Available records:
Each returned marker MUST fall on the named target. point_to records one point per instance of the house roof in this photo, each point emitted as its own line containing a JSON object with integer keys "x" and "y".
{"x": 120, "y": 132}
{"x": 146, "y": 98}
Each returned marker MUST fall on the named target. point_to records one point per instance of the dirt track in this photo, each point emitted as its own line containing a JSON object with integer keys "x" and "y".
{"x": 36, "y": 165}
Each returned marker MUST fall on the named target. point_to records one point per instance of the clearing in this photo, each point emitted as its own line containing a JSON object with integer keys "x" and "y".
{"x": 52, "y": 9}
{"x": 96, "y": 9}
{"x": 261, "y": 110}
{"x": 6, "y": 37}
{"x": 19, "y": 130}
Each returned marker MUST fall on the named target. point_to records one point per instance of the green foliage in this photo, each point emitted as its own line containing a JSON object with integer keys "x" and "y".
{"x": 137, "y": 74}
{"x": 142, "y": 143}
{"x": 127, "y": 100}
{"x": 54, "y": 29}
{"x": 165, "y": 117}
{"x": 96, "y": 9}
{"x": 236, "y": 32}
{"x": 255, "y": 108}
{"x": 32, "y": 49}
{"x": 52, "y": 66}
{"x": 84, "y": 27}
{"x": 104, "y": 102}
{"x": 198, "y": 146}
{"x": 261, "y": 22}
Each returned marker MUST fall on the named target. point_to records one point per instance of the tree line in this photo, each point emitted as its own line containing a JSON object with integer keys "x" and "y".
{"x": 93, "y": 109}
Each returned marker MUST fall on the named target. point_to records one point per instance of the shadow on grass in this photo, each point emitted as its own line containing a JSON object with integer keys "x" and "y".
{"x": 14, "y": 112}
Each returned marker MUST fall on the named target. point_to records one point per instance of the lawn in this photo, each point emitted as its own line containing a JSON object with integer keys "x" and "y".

Exercise directions: Exactly and only the lines from the one containing "of the shadow" to the end of the entries above are to be written out.

Response area:
Each returned marker MUST fall on the named target. point_to records one point per instance of the shadow on grass in this photo, each point emitted as its own line containing a JSON object with integer keys "x" and "y".
{"x": 14, "y": 112}
Each returned marker MUST fall on the named target. point_to records one point per instance of the lawn in this photo, each point emitted as its own line containing a JSON object with integer keys "x" and "y".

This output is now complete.